-- Document segment follows --

I'd get up early with him in a morning to check the European press and as I read the latest Mourinho rumour I'd be singing Banana Pancakes to him but if Jack Johnson stopped then he certainly wasn't happy. He liked light, he liked waving his arms about in fists and he liked grabbing handfuls of my hair at any given opportunity and tugging on them almost to check if they were real.

He'd just started to laugh, or chuckle, and it was that stage where you're becoming sure it is laughter and not simply a bit of wind. His brother loved him more than we could ever have hoped and Edward looked in happy bewilderment at this four year old talking to him through teddy bears and funny voices. Ten green bottles, baa baa black sheep and twinkle twinkle little star.

Every day we've been to that mortuary, and now the funeral home, as parents, it's what's been getting us through. Perhaps the hardest thing has been the best thing, the fear now is what happens when that stops.

His funeral is on Tuesday, painfully the day after his brother's birthday, and we've decided on Abide With Me as a hymn during a simple service. A hearse is something I couldn't face and we'll carry the coffin ourselves in the back of one of the funeral director's cars. He's got his plot, it's a nice one. It'll be a simple service with no wake afterwards, our memories are so personal and not to be reminisced over gallons of healing alcohol with people who didn't really know him.

-- Document segment concluded --
-- Data below follows --

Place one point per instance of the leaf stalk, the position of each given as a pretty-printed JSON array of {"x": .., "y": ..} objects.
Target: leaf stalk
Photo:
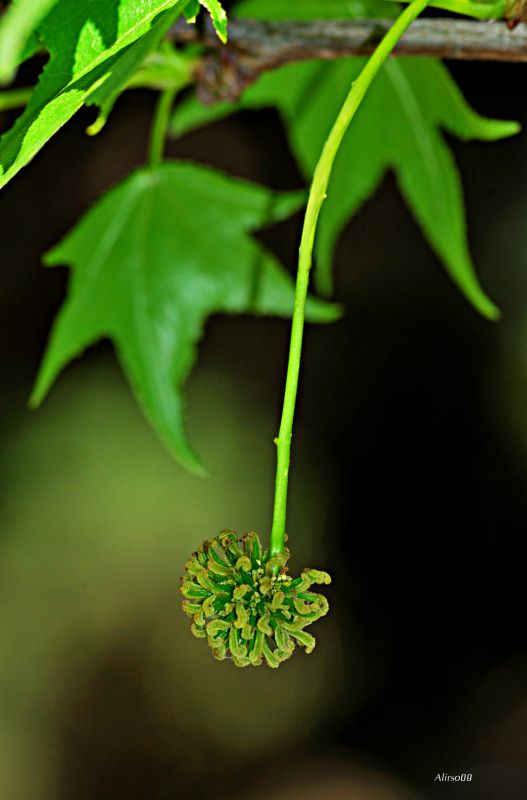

-- Data below concluded --

■ **Exercise tasks**
(1) List every song, nursery rhyme, and hymn named in the account of Edward.
(2) Pick up the account of Edward where it stops.

■ **Results for the exercise**
(1)
Banana Pancakes
Ten green bottles
baa baa black sheep
twinkle twinkle little star
Abide With Me

(2)
I'm not sure what will come then, I'm terrified, whilst I can hold him he still exists for me, I can still comfort him, he is still with us. Perhaps it's denial, what it's called doesn't really matter.

Thanks for all the kind messages we've had and if you could spare a thought for our Edward when your hear Abide With Me before the FA Cup final next week, well that may be some way that our eight week old baby touched a tiny fraction of the world that he would surely have played a much larger part in.

There may be more I need to say at a later date but I want Edward to be the focus of any sympathy being kindly pushed our way and I just wanted you (the 'royal' you) to know a little more about what happened to our beloved, and about him, because to us he's just as significant as anyone else who has passed. And some bereavement advice is to write things down like this, so perhaps it's a tad selfish too.

I'd end this by saying goodbye to my Edward and having some semblance of meaning in it, but I simply can't. Not yet. To me, he's still my perfect little Edward asleep in that cot we can still visit tomorrow.

Being on Twitter has been a great distraction, almost able to pretend none of it is happening sometimes. But reality is still reality, the escape of a joke, or even an argument, helps. Football has helped, it's a fun distraction, a game, perhaps something many of us forget sometimes. A lot have asked what they could do and I had messages about sending flowers etc and what charity we wanted donations to.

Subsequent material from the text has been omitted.